*** Excerpted text ***

Douglas Dillon Award
for Distinguished Writing on American Diplomacy

Call for Entries, March 2007
Since 1995, the American Academy of Diplomacy has celebrated distinguished writing in the field of American Diplomacy with an annual award. Last year Ralph Pezzullo won the prize for Plunging into Haiti, a detailed account of the international diplomatic effort to resolve the political crisis in Haiti during the early 1990’s; published in 2006 by The University Press of Mississippi.
The deadline for submission of nominations for the thirteenth year of these awards is October 19th, 2007. A committee of Academy members will again review nominated books and determine the winners, with concurrence by the Academy’s Board of Directors. The award for the winning entry this year includes a cash prize of $5,000. The awards are presented at the Academy’s Annual Awards Luncheon Ceremony in the Benjamin Franklin Room at the Department of State.
Eligibility is limited to books written by an American citizen, published in the United States and scheduled for publication within the period of October 1, 2006 and September 30, 2007. The Academy seeks to honor books, and their authors, dealing with the practice of American diplomacy with emphasis on the way U.S. foreign policy is developed and carried out, rather than international theory, studies of broad foreign policy issues, or intelligence and security operations. Biographies, autobiographies, and personal memoirs that relate to diplomatic practice and process are welcome. Both official diplomatic relations between governments and non-official "Track-Two" and other activities that supplement government-to-government diplomacy fall within the scope of this competition. We are particularly interested in books that focus on the opportunities diplomacy offers as well as its limitations.

***

◆ **Brief a**:
Return every line in the records that contains the string "Target".

*** Excerpted data ***

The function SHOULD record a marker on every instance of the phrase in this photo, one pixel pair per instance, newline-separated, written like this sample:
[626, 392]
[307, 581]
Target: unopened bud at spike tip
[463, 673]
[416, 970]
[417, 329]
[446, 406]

***
*** Excerpted data ***

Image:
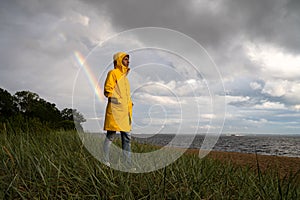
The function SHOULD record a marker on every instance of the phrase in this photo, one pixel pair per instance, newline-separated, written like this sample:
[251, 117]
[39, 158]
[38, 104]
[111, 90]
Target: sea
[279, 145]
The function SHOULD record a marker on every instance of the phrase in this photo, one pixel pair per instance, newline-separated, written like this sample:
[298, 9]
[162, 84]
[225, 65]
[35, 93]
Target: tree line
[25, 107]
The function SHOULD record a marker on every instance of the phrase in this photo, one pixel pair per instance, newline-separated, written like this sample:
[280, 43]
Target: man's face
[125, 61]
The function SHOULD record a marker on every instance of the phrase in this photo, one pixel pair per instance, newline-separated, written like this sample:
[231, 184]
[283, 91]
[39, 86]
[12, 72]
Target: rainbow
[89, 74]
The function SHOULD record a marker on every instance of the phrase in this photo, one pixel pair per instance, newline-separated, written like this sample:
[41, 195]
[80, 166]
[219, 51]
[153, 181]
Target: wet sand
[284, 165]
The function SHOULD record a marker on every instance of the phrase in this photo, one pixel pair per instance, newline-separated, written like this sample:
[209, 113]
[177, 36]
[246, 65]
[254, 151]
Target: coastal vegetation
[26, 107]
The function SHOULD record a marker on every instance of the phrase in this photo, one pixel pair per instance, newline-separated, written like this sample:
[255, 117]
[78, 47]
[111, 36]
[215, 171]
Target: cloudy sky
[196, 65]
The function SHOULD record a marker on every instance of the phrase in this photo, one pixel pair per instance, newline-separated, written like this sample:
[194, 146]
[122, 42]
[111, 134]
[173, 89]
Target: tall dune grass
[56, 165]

***

◆ **Brief b**:
Which types of books does the award announcement name as welcome when they relate to diplomatic practice and process?

◆ **Correct output a**:
Target: unopened bud at spike tip
Target: sea
Target: tree line
Target: man's face
Target: rainbow
Target: wet sand
Target: coastal vegetation
Target: cloudy sky
Target: tall dune grass

◆ **Correct output b**:
- Biographies
- Autobiographies
- Personal memoirs